What needs to be done: Look through the entries that follow and return each line that has the string "circular".

Supplied data:
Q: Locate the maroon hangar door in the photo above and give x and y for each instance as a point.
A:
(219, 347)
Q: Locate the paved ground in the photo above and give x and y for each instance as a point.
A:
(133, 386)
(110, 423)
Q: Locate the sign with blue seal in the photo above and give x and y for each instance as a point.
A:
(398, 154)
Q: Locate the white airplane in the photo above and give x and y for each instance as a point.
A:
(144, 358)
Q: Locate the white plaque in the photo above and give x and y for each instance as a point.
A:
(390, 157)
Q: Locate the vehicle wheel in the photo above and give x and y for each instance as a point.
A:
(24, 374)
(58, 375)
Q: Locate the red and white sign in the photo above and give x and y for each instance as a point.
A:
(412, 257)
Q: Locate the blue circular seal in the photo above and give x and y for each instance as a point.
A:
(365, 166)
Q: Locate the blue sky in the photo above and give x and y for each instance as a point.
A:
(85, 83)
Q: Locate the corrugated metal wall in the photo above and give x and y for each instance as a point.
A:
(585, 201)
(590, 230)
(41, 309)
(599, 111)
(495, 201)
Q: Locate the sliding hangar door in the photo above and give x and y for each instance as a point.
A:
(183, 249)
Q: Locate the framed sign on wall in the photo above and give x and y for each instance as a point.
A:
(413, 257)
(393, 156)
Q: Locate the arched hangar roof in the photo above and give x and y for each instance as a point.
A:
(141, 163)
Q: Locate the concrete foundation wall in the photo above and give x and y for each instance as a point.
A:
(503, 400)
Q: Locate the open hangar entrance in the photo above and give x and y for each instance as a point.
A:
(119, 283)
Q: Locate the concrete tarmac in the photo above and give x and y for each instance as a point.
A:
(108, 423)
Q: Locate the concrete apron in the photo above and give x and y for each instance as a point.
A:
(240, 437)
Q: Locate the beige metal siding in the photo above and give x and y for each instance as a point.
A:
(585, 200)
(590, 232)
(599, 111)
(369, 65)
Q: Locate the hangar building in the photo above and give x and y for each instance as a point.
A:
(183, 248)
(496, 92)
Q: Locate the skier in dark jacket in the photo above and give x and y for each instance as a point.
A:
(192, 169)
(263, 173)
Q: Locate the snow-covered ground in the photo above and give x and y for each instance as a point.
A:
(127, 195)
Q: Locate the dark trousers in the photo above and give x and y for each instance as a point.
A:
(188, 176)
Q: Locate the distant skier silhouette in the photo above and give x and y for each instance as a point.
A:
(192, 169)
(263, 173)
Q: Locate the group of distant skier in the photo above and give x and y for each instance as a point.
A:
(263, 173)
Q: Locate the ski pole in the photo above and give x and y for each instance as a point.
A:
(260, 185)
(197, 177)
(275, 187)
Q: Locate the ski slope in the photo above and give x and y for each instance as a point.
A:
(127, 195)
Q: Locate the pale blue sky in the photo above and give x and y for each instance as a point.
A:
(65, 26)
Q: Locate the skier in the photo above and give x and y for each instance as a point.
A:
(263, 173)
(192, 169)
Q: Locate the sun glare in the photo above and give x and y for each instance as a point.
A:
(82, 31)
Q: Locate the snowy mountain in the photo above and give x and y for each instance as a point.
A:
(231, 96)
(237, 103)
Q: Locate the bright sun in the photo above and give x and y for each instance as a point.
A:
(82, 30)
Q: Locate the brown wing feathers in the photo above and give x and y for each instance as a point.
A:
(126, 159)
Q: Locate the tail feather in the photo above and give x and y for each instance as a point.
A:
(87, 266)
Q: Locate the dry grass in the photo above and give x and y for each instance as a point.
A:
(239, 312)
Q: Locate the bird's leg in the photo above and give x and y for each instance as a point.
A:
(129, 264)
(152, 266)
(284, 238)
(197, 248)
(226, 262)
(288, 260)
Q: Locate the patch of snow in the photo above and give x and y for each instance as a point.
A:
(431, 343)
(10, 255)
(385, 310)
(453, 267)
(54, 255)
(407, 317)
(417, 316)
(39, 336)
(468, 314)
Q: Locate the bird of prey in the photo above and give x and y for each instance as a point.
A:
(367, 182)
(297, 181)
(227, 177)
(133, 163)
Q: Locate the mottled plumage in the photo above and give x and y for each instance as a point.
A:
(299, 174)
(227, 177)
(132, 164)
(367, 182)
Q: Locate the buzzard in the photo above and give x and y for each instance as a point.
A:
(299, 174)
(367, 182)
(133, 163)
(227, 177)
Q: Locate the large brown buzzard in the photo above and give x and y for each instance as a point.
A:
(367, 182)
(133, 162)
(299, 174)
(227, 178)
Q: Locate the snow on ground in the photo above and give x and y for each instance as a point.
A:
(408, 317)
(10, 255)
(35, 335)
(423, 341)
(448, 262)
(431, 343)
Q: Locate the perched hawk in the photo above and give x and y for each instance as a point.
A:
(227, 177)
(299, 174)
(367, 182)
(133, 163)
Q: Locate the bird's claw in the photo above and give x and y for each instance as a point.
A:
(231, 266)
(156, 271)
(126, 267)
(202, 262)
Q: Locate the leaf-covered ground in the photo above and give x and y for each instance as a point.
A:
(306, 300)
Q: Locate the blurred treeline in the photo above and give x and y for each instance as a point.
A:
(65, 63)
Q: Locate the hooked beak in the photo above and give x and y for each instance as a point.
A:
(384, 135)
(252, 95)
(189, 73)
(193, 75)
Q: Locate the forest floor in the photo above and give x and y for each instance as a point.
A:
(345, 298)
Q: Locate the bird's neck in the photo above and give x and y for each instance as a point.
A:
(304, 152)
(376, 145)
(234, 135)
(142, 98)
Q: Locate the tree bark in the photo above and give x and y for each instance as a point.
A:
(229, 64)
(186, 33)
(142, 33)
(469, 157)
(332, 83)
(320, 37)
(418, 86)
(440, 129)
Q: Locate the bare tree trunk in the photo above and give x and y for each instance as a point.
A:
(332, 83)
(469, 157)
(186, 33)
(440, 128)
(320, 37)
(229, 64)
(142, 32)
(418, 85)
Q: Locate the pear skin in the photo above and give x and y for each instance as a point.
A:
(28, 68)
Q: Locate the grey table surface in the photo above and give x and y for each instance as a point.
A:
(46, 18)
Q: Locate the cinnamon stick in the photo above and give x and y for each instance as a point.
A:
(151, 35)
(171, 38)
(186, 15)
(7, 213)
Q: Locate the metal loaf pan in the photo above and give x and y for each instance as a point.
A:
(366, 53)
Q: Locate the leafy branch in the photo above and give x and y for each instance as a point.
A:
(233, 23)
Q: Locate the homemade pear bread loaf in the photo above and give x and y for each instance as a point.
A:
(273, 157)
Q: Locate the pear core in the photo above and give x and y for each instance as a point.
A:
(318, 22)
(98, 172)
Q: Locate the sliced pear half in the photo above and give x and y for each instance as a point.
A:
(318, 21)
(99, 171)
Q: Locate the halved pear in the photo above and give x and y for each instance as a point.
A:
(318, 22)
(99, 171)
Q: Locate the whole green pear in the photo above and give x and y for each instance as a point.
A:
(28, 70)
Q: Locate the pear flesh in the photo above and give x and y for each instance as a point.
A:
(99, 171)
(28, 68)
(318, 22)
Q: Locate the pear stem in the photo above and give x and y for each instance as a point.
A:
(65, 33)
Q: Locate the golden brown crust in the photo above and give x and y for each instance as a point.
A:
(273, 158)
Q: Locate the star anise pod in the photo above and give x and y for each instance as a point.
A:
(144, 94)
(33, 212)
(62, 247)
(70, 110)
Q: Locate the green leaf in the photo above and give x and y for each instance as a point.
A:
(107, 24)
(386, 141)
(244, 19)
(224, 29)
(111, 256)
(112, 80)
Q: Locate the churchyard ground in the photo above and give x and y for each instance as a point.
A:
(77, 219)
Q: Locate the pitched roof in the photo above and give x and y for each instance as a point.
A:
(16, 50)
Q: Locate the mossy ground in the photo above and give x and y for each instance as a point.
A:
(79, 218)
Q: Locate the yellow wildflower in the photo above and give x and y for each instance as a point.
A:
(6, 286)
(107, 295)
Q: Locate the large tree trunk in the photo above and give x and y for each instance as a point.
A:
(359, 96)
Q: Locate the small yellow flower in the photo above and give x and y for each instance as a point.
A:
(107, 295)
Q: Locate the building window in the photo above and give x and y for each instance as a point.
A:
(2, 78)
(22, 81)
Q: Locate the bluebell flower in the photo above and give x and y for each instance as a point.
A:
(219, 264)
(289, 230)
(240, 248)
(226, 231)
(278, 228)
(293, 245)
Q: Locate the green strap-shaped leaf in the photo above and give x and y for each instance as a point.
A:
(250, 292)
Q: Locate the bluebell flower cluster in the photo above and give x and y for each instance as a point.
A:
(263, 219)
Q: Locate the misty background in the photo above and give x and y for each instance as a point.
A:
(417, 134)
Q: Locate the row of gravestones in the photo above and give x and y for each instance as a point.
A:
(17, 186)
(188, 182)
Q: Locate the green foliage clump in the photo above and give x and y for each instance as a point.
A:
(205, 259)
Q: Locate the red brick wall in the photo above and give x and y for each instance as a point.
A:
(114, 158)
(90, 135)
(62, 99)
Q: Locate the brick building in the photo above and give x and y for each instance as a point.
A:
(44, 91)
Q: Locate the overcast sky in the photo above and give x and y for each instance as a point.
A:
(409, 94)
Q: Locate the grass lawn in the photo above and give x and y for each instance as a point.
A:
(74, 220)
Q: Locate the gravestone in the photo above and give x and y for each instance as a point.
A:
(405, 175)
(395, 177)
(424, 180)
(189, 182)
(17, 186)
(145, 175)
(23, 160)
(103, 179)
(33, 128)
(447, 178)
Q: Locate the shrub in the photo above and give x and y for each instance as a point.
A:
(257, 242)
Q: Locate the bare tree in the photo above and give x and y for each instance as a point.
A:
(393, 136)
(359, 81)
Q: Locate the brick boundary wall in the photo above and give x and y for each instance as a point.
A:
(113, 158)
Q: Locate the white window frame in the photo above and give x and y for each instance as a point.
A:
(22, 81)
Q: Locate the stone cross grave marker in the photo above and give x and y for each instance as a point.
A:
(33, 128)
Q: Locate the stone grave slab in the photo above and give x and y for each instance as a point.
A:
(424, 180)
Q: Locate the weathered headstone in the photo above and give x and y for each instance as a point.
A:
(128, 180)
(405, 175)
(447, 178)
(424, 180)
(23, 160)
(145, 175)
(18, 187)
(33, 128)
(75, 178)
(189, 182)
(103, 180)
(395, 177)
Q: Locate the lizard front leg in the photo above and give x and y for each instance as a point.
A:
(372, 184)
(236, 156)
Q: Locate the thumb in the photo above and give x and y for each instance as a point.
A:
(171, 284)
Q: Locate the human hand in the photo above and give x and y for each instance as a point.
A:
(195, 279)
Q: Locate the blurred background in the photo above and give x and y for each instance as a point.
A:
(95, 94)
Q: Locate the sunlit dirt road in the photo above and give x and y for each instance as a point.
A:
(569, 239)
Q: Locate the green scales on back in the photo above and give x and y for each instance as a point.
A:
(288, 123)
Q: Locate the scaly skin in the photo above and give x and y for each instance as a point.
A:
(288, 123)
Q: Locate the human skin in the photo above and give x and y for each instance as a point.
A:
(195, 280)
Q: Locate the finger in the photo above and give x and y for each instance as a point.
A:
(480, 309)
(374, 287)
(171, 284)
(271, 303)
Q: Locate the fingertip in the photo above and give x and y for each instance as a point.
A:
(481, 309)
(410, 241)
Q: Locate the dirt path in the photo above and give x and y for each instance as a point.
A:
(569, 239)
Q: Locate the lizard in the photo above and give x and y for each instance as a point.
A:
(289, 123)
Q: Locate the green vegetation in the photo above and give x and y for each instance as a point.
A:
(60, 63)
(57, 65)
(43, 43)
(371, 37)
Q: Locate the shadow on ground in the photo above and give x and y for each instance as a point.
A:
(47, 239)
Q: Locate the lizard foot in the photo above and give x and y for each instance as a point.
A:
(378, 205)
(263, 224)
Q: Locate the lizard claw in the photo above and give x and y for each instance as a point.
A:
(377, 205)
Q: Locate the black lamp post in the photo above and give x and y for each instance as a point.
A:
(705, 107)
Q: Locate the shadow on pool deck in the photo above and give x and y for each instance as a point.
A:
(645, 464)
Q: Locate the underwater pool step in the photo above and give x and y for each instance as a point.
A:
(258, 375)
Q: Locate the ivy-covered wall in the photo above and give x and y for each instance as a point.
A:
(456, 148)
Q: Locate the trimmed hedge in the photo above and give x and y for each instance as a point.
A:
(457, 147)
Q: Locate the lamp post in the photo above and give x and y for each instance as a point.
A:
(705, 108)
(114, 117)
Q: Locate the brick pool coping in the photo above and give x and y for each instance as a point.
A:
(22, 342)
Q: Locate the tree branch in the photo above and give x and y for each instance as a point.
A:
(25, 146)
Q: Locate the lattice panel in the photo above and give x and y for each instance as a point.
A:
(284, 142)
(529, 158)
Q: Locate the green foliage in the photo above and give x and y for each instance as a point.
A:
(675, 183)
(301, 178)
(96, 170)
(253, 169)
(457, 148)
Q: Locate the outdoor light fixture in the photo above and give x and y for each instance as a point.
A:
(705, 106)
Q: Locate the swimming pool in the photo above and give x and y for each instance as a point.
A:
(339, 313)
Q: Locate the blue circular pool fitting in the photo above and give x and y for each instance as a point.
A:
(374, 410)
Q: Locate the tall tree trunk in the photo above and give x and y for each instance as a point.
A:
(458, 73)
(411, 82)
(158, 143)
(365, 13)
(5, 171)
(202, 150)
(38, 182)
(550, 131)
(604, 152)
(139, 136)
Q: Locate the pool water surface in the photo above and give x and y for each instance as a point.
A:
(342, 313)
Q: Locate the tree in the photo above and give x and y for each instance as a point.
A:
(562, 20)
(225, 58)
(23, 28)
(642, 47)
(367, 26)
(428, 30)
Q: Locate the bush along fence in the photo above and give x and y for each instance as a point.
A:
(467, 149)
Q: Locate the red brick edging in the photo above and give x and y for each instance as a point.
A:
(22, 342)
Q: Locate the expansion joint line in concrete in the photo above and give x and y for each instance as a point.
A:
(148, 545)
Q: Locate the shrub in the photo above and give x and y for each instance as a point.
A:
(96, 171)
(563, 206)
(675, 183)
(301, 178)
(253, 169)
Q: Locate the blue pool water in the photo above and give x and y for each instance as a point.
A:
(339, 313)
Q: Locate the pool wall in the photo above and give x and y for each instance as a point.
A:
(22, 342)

Answer space:
Q: Locate the blue circular seal in the photo above and give x and y for each instance as a point.
Q: Locate the blue circular pool fitting in the photo above and give x and y for each instance as a point.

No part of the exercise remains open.